**WORK TASK:** Determine how many lines in the records hold the word "cobblestone". Return the number alone.

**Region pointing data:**
____

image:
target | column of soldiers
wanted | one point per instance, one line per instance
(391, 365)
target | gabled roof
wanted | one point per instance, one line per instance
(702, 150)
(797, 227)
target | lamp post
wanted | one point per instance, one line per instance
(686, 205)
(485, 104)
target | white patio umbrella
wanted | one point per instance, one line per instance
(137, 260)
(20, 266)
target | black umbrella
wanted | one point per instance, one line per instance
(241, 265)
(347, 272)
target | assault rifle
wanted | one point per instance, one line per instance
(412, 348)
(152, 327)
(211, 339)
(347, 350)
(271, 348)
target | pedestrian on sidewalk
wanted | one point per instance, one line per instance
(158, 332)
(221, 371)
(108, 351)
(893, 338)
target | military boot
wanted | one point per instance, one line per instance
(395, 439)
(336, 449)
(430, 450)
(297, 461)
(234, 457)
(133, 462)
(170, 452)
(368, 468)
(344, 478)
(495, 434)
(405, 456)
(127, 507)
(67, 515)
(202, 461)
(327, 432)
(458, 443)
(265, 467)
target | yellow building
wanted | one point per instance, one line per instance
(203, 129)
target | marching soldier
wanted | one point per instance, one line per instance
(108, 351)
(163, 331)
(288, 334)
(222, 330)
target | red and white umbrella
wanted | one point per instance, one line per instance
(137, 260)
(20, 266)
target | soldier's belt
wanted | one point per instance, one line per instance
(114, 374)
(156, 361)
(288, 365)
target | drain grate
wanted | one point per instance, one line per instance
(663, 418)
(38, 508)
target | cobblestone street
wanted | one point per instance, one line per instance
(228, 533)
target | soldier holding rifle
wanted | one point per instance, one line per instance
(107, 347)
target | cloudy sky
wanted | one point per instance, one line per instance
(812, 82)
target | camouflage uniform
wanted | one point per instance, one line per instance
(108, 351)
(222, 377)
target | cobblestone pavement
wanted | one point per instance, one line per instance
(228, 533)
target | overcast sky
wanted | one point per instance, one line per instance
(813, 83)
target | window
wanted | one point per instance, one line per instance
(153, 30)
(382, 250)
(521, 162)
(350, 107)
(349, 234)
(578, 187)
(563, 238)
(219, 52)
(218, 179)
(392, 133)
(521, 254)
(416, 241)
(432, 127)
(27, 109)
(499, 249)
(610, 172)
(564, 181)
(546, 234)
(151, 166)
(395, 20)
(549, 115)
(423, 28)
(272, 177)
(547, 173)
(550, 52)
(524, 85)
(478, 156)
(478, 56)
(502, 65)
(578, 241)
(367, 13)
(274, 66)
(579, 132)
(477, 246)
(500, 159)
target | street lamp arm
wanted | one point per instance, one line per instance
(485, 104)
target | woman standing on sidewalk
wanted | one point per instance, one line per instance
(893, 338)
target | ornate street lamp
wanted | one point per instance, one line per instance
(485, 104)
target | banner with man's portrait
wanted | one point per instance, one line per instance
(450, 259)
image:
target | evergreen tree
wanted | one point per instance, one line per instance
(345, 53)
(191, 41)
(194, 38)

____

**EXERCISE RESPONSE:** 2